<<<<

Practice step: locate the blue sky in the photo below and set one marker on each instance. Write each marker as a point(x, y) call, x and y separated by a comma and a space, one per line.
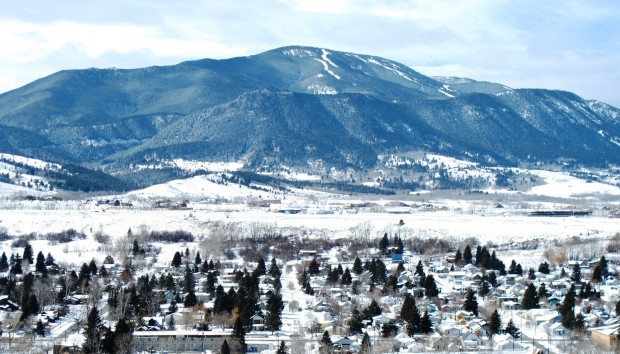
point(571, 45)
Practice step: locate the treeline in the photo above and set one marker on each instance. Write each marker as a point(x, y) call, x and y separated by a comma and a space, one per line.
point(78, 178)
point(171, 236)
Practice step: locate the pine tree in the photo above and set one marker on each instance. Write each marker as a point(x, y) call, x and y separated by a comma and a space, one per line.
point(419, 269)
point(410, 314)
point(313, 267)
point(274, 270)
point(40, 264)
point(190, 299)
point(467, 256)
point(238, 334)
point(512, 330)
point(261, 268)
point(567, 308)
point(493, 279)
point(495, 323)
point(225, 349)
point(273, 320)
point(458, 256)
point(4, 263)
point(542, 291)
point(471, 303)
point(346, 279)
point(123, 337)
point(92, 343)
point(597, 274)
point(135, 249)
point(531, 274)
point(530, 298)
point(366, 346)
point(28, 253)
point(544, 268)
point(576, 274)
point(282, 349)
point(602, 263)
point(357, 266)
point(325, 346)
point(483, 288)
point(356, 323)
point(426, 325)
point(430, 286)
point(170, 325)
point(40, 329)
point(176, 260)
point(384, 243)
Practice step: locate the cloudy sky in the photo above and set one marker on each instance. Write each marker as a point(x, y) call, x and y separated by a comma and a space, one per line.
point(561, 44)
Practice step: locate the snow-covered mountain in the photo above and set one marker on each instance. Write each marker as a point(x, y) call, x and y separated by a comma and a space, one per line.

>>>>

Task statement
Pictures are not part of the copy; reproduce everything else in the records exactly.

Answer for the task
Practice step: locate the blue sky in the photo below and set one marker on each instance. Write each marker as a point(x, y) call, x and y separated by a comma and a space, one per line.
point(571, 45)
Practice step: locate the treeline in the photo above and set one marker on each instance. Write each marker as a point(x, y) call, x and y separated by a comma and a space, one per line.
point(78, 178)
point(171, 236)
Practice step: locate the pine tree in the photo above and set one marker on each instance. Write each marker as a point(x, y) call, x and y separated by a comma and a space, one per line.
point(419, 269)
point(410, 314)
point(313, 267)
point(274, 270)
point(40, 264)
point(190, 299)
point(467, 256)
point(238, 334)
point(512, 330)
point(261, 268)
point(567, 308)
point(493, 279)
point(495, 323)
point(225, 349)
point(273, 320)
point(458, 256)
point(4, 263)
point(542, 291)
point(471, 303)
point(346, 279)
point(123, 337)
point(92, 343)
point(597, 274)
point(135, 249)
point(531, 274)
point(530, 298)
point(366, 346)
point(28, 253)
point(544, 268)
point(576, 274)
point(282, 349)
point(602, 263)
point(357, 266)
point(325, 346)
point(483, 288)
point(356, 323)
point(426, 325)
point(430, 286)
point(170, 325)
point(40, 329)
point(176, 260)
point(384, 243)
Practice step: locate the cloudy sky in the photo above and set one marker on each instance. Write each marker as a point(x, y) call, x and y separated by a comma and a space, one per line.
point(561, 44)
Practice step: locate the snow-covered mountain in the photo above and set one marker on each instance. Write each marker as a point(x, y) call, x and y separated by a comma and a space, one per line.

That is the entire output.